*Page extract*
--- start ---
New York Mortgage Trust, Inc.
1301 Avenue of the Americas
New York, New York  10019
 

New York Mortgage Trust, Inc.
Qualification as
Real Estate Investment Trust
 
Ladies and Gentlemen:
 
We have acted as counsel to New York Mortgage Trust, Inc., a Maryland corporation (the “Company”) in connection with the preparation of a registration statement on Form S-3 (the “Registration Statement”), including a  base prospectus and all documents incorporated by reference therein, initially filed with the Securities and Exchange Commission on October 23, 2009, as amended by Pre-Effective Amendment No.1 to Registration Statement on December 7, 2009, with respect to $50,000,000 of the shares of common stock, par value $0.01 per share, of the Company, that may be sold from time to time by the Company as set forth in the Registration Statement, as it may be amended from time to time, and the offer and sale (the “Offering”) of up to 1,725,000 shares of common stock pursuant to a prospectus supplement filed as part of the Registration Statement on June 28, 2011 (the “Prospectus Supplement”).  You have requested our opinion regarding certain U.S. federal income tax matters in connection with the Offering.
 
The Company is a residential mortgage finance company that acquires, retains, and securitizes mortgage assets, including mortgage-backed securities and residential mortgage loans.
 
In giving this opinion letter, we have examined the following:
 
1.           the Company’s Articles of Amendment and Restatement;
 
ATLANTA   AUSTIN   BANGKOK   BEIJING   BRUSSELS   CHARLOTTE   DALLAS   HOUSTON   LONDON   LOS ANGELES
McLEAN   MIAMI   NEW YORK   NORFOLK   RALEIGH   RICHMOND   SAN FRANCISCO   TOKYO   WASHINGTON
www.hunton.com
 
 

 
 
New York Mortgage Trust, Inc.
June 30, 2011
Page 2
 
2.           the Company’s Bylaws;
 
3.           the organizational documents for New York Mortgage Funding, LLC (“NYMF”) and Hypotheca Capital, LLC (“Hypotheca”);
 
4.           the Registration Statement and the related base prospectus dated December 11, 2009 (the “Prospectus”) and the Prospectus Supplement filed as part of the Registration Statement;
 
5.           the Underwriting Agreement;
 
6.           the TRS election for Hypotheca, which election, as amended, lists The New York Mortgage Company, Inc. and NYMC Loan Corporation as greater than 35%-owned subsidiaries; and
 
7.           such other documents as we have deemed necessary or appropriate for purposes of this opinion.
--- end ---
*Data*
--- start ---
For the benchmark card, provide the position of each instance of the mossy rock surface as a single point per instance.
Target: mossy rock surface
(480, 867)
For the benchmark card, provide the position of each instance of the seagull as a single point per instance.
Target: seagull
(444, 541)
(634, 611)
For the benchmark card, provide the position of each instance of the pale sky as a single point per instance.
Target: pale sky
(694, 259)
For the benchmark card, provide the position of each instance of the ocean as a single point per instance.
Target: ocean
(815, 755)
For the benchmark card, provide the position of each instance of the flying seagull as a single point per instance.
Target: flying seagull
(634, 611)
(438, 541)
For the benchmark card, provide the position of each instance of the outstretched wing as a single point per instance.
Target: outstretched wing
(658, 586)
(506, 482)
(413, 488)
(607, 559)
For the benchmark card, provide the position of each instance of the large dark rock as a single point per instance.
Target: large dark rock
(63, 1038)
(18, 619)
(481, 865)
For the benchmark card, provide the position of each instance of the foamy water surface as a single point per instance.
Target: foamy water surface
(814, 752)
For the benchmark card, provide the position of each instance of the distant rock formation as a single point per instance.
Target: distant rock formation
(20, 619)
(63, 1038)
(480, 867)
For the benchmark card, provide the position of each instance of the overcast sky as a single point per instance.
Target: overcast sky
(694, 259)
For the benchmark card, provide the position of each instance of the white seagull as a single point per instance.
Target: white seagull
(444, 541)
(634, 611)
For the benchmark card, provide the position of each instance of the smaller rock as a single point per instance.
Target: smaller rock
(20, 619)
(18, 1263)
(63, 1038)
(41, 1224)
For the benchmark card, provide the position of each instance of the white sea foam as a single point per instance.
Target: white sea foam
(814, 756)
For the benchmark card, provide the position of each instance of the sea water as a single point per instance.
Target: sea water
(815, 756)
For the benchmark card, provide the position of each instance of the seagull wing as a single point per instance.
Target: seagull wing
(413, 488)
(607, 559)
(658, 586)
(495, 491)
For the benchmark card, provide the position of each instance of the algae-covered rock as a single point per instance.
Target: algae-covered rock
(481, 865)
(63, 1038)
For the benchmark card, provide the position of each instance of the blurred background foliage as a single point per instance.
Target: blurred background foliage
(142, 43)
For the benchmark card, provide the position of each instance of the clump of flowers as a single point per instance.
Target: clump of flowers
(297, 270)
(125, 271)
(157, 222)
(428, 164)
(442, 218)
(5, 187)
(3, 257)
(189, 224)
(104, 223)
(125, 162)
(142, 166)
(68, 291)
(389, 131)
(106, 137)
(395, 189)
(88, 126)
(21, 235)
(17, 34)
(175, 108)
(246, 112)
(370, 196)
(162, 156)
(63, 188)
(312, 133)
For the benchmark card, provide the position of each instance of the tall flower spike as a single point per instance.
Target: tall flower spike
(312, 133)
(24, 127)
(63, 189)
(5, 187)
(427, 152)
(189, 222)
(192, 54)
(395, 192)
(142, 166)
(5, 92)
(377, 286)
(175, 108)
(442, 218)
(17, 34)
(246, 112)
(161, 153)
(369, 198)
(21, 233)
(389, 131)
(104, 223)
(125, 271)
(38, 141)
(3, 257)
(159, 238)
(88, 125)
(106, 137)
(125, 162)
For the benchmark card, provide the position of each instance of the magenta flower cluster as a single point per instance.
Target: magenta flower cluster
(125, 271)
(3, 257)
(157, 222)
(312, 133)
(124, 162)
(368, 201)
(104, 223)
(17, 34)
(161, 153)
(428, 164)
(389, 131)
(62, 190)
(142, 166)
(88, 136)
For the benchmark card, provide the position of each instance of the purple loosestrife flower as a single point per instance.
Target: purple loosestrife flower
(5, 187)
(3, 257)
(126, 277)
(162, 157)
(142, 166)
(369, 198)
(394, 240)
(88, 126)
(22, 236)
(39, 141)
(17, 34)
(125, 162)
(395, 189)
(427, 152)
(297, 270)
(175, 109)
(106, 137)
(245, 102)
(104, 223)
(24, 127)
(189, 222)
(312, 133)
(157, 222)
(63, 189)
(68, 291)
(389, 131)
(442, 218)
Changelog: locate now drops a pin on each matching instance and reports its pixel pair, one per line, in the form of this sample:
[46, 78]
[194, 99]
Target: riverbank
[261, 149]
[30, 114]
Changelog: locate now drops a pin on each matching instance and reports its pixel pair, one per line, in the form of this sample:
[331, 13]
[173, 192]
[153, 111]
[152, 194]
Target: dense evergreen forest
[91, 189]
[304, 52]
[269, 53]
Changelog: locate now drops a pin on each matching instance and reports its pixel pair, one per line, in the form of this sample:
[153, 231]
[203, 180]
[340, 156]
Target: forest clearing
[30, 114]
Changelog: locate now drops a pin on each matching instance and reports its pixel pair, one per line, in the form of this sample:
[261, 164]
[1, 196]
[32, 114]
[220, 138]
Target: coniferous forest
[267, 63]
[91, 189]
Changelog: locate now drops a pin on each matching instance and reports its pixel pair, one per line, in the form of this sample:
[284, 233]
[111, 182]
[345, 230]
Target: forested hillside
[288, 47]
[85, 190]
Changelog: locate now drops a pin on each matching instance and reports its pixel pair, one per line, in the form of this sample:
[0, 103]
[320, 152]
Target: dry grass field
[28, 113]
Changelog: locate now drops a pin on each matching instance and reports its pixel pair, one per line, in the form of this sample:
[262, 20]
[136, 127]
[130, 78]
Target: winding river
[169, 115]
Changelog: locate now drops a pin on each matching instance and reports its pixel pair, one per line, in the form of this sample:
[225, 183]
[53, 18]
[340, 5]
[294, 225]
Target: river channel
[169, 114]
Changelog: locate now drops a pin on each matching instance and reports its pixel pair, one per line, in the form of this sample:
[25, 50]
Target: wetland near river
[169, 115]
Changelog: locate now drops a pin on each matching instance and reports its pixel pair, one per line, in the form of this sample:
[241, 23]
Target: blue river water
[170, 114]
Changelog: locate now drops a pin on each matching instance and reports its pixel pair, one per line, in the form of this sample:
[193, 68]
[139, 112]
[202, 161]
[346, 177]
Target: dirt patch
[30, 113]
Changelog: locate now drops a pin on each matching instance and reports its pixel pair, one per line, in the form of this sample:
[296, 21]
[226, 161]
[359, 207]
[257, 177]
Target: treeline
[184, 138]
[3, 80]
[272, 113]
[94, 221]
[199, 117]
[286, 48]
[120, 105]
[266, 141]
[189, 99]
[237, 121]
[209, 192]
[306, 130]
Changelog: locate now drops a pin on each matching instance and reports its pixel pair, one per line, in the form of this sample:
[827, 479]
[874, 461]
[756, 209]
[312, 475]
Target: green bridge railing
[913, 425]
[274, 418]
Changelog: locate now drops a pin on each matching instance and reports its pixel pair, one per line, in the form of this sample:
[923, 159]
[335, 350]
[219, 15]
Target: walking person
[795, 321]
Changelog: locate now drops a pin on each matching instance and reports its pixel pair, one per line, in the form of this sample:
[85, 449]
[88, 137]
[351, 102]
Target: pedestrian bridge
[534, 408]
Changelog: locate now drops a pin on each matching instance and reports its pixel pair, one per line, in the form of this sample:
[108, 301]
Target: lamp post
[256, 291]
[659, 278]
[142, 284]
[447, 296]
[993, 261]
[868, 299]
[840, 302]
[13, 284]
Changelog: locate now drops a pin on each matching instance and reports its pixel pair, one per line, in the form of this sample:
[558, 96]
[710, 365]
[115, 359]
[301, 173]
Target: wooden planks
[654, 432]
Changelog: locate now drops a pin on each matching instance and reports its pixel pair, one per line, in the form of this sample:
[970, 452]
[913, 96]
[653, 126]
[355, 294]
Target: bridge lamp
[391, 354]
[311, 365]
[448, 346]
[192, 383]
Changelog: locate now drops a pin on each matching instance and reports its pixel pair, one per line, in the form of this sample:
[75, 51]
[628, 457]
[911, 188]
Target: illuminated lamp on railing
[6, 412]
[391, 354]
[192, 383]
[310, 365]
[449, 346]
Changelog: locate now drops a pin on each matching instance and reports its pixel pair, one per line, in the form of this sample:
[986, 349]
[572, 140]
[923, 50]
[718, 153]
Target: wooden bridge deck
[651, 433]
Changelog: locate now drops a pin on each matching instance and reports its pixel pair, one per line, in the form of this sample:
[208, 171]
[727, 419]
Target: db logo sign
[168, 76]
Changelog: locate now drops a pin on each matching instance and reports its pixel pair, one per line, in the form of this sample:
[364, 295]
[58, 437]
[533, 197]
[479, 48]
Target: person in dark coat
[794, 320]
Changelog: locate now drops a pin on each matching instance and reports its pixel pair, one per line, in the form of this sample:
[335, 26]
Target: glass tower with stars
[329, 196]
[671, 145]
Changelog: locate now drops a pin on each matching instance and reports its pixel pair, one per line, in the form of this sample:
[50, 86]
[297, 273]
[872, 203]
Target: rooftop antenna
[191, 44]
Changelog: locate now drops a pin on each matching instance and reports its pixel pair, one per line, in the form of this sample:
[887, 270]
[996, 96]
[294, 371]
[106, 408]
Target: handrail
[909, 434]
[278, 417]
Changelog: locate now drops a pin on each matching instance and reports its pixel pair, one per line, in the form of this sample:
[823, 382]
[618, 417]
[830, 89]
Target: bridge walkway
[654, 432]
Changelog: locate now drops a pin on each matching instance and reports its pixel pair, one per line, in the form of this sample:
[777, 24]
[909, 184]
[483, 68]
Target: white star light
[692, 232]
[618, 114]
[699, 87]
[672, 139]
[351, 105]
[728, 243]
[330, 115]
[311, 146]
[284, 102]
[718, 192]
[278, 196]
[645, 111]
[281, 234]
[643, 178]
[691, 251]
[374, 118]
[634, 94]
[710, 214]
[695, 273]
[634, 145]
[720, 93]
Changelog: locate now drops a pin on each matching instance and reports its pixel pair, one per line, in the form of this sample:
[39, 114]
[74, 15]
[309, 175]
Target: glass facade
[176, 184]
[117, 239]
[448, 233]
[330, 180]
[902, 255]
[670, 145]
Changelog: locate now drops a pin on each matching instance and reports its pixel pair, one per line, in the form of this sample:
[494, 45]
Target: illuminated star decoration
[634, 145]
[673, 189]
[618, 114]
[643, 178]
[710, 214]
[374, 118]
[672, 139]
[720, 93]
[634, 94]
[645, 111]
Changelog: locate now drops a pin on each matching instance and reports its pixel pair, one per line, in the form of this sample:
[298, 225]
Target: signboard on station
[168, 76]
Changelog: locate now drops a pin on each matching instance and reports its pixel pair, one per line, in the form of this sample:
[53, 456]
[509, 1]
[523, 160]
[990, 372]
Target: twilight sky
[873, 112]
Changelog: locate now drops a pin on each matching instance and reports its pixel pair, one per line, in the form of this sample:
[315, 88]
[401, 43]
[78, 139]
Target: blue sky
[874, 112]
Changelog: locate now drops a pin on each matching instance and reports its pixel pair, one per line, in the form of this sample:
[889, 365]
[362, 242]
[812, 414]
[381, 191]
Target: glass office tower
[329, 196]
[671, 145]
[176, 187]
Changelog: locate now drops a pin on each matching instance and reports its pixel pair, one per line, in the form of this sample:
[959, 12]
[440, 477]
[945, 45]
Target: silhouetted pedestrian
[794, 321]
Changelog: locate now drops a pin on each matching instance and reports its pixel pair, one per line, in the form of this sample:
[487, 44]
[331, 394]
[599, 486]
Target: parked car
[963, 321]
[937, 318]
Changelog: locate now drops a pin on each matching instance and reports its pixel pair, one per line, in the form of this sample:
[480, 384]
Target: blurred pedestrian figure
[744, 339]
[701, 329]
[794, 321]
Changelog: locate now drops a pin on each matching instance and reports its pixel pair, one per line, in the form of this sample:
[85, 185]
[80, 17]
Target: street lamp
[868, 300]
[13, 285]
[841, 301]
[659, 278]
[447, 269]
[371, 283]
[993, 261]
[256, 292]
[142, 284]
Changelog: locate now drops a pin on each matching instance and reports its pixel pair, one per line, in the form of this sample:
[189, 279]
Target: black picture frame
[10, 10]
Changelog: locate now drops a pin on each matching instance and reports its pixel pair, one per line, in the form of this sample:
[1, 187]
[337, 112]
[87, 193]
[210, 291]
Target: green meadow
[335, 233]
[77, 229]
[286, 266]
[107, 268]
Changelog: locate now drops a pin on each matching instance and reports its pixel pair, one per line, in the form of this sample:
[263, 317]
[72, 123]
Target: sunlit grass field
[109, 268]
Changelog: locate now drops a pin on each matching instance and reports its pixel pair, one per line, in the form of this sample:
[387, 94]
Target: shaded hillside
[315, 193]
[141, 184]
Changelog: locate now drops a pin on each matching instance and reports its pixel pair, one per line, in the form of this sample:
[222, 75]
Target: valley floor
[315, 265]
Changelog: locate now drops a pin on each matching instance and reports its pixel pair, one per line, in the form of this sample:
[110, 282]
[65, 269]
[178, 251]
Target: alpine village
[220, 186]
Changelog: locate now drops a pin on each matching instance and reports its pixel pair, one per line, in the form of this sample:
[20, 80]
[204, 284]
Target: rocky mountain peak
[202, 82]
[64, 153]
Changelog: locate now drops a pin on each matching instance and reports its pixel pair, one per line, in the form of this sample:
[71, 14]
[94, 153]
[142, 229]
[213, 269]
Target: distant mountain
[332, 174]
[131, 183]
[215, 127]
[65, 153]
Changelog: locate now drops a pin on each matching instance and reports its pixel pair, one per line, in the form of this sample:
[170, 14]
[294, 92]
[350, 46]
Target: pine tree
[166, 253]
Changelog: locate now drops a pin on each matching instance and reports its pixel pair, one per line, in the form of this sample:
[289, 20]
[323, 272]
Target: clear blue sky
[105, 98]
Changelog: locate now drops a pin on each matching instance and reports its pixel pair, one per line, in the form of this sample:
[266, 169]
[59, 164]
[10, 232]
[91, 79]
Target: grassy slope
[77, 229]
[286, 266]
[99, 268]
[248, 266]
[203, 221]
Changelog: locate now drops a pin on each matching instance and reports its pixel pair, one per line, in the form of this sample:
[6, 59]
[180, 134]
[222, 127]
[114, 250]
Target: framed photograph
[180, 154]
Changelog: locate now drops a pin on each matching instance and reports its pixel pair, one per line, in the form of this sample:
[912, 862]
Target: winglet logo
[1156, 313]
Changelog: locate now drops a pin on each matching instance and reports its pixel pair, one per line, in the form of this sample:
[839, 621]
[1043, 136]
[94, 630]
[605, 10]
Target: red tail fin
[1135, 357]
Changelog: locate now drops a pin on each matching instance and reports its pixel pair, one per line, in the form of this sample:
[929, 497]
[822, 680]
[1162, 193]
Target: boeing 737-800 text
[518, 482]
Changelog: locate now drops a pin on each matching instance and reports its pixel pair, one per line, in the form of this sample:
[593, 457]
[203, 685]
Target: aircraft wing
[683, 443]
--- end ---
*What this exercise asks*
**1.** According to the opinion letter, up to how many shares of common stock are covered by the Offering?
**2.** Write out the opinion letter's wording, starting at "5.           the Underwriting Agreement;" and ending at "of this opinion.".
**3.** For each statement, decide whether the opinion letter supports it. Answer yes or no, and quote the words from the letter that settle it.
(a) The Company is a Maryland corporation.
(b) The Prospectus Supplement was filed on October 23, 2009.
(c) The common stock has a par value of $0.10 per share.
The rows come from a different source than the opinion letter.

*Exercise responses*
**1.** Up to 1,725,000 shares of common stock.

**2.**
5.           the Underwriting Agreement;
 
6.           the TRS election for Hypotheca, which election, as amended, lists The New York Mortgage Company, Inc. and NYMC Loan Corporation as greater than 35%-owned subsidiaries; and
 
7.           such other documents as we have deemed necessary or appropriate for purposes of this opinion.

**3.**
(a) Yes: "a Maryland corporation"
(b) No: "filed as part of the Registration Statement on June 28, 2011"
(c) No: "par value $0.01 per share"